Passage shown:
──────────────────────────────

Chef Nueva Zelandia
Mika Amano Perfil
Don't cook the food too much
Puntos de CocinarComerCompartir.com
Acerca de mí
My Food and Beverage grounding is centered on my family’s traditions, which included dining with and entertaining visiting international, governmental, state and local dignitaries and officials, businessmen and their colleagues.
I have lived in Kyushu and in Tokyo. I was greatly privileged to be able to associate in a group who were able to dine in Tokyo’s best known restaurants. I have worked as a culinary instructor at a school, teaching basic and advanced cooking skills and the preparation of a wide range of international dishes. I have been fortunate to travel to and live in other cities in Japan, the U.S, New York, Los Angeles, Hawaii, and New Zealand. In each place I have tried to grow my understanding of their many food cultures, both as represented in the major cities, and in the countryside. I have enjoyed experimenting with fresh food, and improving my hands-on preparation skills.

──────────────────────────────

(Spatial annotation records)
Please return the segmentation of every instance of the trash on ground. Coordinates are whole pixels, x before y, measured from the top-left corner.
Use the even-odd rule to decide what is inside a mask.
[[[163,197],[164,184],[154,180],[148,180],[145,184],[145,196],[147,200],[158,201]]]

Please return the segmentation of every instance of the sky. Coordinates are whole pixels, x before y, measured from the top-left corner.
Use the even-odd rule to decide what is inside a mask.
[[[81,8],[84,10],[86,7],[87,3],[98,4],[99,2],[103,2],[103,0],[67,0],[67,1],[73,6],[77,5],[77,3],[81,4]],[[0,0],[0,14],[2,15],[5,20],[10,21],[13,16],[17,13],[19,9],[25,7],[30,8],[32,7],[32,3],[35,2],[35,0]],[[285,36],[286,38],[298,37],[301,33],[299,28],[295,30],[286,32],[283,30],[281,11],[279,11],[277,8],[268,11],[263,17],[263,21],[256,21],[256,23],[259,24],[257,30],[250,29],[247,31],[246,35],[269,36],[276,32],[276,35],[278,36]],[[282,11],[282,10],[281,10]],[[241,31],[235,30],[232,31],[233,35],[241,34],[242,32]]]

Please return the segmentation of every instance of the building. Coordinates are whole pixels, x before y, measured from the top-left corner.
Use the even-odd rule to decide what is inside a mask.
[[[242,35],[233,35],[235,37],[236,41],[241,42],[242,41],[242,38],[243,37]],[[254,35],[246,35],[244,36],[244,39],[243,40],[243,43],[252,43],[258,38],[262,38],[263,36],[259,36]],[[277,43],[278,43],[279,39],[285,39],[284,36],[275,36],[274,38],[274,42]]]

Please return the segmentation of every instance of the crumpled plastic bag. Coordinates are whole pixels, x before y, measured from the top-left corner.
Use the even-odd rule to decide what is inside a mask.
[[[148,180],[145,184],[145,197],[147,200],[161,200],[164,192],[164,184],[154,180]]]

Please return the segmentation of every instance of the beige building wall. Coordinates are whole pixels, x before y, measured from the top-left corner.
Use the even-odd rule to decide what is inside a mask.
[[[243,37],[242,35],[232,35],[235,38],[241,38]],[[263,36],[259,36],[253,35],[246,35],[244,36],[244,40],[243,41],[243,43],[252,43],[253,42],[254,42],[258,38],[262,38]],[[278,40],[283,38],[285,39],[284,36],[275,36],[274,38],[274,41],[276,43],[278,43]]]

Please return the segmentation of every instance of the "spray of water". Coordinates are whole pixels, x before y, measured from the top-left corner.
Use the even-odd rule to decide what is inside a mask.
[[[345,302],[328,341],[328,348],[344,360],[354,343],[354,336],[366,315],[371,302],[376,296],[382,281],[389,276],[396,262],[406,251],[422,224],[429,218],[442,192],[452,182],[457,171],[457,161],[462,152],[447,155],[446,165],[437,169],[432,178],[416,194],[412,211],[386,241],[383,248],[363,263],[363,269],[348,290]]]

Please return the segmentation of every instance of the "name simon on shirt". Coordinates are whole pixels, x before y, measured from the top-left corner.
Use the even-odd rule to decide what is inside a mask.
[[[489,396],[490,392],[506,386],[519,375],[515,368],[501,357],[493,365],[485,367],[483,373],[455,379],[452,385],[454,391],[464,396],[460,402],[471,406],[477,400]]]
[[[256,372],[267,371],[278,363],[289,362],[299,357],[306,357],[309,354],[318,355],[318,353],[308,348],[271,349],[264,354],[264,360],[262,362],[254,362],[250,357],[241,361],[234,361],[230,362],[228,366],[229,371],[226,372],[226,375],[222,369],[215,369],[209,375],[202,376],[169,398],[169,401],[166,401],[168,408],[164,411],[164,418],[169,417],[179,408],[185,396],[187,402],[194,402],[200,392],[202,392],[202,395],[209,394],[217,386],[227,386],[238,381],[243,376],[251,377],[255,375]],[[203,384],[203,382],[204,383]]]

──────────────────────────────

Stated problem:
Reproduce the chef profile above verbatim, from its first line through its final sentence.

Solution for this problem:
Chef Nueva Zelandia
Mika Amano Perfil
Don't cook the food too much
Puntos de CocinarComerCompartir.com
Acerca de mí
My Food and Beverage grounding is centered on my family’s traditions, which included dining with and entertaining visiting international, governmental, state and local dignitaries and officials, businessmen and their colleagues.
I have lived in Kyushu and in Tokyo. I was greatly privileged to be able to associate in a group who were able to dine in Tokyo’s best known restaurants. I have worked as a culinary instructor at a school, teaching basic and advanced cooking skills and the preparation of a wide range of international dishes. I have been fortunate to travel to and live in other cities in Japan, the U.S, New York, Los Angeles, Hawaii, and New Zealand. In each place I have tried to grow my understanding of their many food cultures, both as represented in the major cities, and in the countryside. I have enjoyed experimenting with fresh food, and improving my hands-on preparation skills.